◆ Task details ◆
Every entry here needs to be repeated exactly.

◆ Given information ◆
## START

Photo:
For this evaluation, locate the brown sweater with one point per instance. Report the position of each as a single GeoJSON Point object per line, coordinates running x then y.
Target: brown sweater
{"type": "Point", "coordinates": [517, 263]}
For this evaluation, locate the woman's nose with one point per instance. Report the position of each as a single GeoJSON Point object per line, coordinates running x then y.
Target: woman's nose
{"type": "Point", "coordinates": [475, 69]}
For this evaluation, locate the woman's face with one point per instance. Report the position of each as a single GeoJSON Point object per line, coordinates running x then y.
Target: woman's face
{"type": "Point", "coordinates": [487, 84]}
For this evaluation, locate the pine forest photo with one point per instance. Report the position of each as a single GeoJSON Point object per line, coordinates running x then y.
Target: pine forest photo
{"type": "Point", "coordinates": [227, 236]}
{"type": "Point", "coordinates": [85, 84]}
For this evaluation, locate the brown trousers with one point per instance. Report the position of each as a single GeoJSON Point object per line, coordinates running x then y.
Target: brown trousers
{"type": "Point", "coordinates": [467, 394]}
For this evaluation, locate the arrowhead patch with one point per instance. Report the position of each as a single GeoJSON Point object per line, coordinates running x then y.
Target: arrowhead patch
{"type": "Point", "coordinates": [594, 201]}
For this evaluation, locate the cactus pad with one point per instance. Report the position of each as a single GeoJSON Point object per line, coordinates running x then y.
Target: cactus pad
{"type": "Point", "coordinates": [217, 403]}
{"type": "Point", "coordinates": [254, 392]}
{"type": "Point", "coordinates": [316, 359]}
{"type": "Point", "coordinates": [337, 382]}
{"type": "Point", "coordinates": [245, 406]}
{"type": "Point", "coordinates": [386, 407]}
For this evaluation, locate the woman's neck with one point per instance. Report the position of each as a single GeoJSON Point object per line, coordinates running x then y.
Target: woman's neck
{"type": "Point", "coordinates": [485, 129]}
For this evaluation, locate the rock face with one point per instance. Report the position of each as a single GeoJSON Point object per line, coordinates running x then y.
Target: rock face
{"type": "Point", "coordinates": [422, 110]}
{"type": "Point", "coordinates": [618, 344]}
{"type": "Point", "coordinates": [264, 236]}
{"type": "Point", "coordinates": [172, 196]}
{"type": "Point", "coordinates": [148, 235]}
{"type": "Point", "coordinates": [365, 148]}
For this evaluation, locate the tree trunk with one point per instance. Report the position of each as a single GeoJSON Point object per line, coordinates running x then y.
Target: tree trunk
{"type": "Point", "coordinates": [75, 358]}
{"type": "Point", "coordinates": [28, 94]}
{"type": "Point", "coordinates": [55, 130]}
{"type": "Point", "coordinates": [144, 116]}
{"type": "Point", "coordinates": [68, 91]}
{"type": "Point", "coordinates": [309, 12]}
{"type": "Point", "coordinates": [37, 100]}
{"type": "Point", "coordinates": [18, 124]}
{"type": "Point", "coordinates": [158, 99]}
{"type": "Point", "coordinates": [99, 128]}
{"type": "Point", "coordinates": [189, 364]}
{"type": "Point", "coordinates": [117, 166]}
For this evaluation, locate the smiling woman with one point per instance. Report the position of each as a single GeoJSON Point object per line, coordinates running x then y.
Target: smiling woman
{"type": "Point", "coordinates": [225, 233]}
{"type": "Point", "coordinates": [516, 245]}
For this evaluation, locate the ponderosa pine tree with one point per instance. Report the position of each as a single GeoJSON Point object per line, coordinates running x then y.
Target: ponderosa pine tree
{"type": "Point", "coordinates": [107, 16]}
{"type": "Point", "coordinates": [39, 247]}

## END

◆ Task solution ◆
Photo:
For this evaluation, locate the brown sweater with one point per instance. Report the position of each as a single GeoJSON Point object per line, coordinates running x then y.
Target: brown sweater
{"type": "Point", "coordinates": [517, 263]}
For this evaluation, locate the woman's nose with one point per instance. Report the position of each as a single GeoJSON Point object per line, coordinates running x then y.
Target: woman's nose
{"type": "Point", "coordinates": [475, 69]}
For this evaluation, locate the woman's face with one point per instance. Report the position of each as a single GeoJSON Point object per line, coordinates running x then y.
Target: woman's face
{"type": "Point", "coordinates": [487, 84]}
For this evaluation, locate the pine forest photo with one point per instance. Report the position of each as a single GeoJSON Point object per line, coordinates running x then y.
Target: pine forest photo
{"type": "Point", "coordinates": [227, 236]}
{"type": "Point", "coordinates": [85, 84]}
For this evaluation, locate the brown trousers with one point per instance. Report the position of each as a single GeoJSON Point object per line, coordinates running x then y.
Target: brown trousers
{"type": "Point", "coordinates": [467, 394]}
For this evaluation, locate the arrowhead patch with one point per instance. Report the position of each as a single GeoJSON Point object per line, coordinates running x then y.
Target: arrowhead patch
{"type": "Point", "coordinates": [594, 201]}
For this evaluation, locate the cactus pad with one point per instance. Report the position of each as a single GeoJSON Point object per line, coordinates running x then y.
Target: cactus pad
{"type": "Point", "coordinates": [217, 403]}
{"type": "Point", "coordinates": [254, 392]}
{"type": "Point", "coordinates": [316, 359]}
{"type": "Point", "coordinates": [337, 382]}
{"type": "Point", "coordinates": [245, 406]}
{"type": "Point", "coordinates": [386, 407]}
For this evaluation, locate the woman's neck with one point per instance. Report the position of each as a single GeoJSON Point object per line, coordinates running x then y.
Target: woman's neck
{"type": "Point", "coordinates": [485, 129]}
For this evaluation, locate the rock face with one point per instance. Report the position of each as a single GeoJSON Point object per line, coordinates running x then y.
Target: rock face
{"type": "Point", "coordinates": [422, 110]}
{"type": "Point", "coordinates": [618, 344]}
{"type": "Point", "coordinates": [264, 236]}
{"type": "Point", "coordinates": [172, 196]}
{"type": "Point", "coordinates": [148, 235]}
{"type": "Point", "coordinates": [365, 148]}
For this evaluation, locate the tree trunk with one point per instance. Report the position of each as a single GeoJSON Point object per line, coordinates running x then y.
Target: tree trunk
{"type": "Point", "coordinates": [75, 358]}
{"type": "Point", "coordinates": [28, 94]}
{"type": "Point", "coordinates": [55, 130]}
{"type": "Point", "coordinates": [144, 116]}
{"type": "Point", "coordinates": [68, 91]}
{"type": "Point", "coordinates": [309, 12]}
{"type": "Point", "coordinates": [37, 100]}
{"type": "Point", "coordinates": [18, 124]}
{"type": "Point", "coordinates": [158, 99]}
{"type": "Point", "coordinates": [99, 128]}
{"type": "Point", "coordinates": [189, 364]}
{"type": "Point", "coordinates": [117, 166]}
For this evaluation, locate the smiling woman with one point per instance. Report the position of each as a single GeoJSON Point object per line, coordinates running x then y.
Target: smiling woman
{"type": "Point", "coordinates": [225, 233]}
{"type": "Point", "coordinates": [516, 245]}
For this evaluation, locate the ponderosa pine tree with one point per instance. Report the position of each as a single GeoJSON Point object per line, coordinates running x then y.
Target: ponderosa pine tree
{"type": "Point", "coordinates": [107, 16]}
{"type": "Point", "coordinates": [39, 247]}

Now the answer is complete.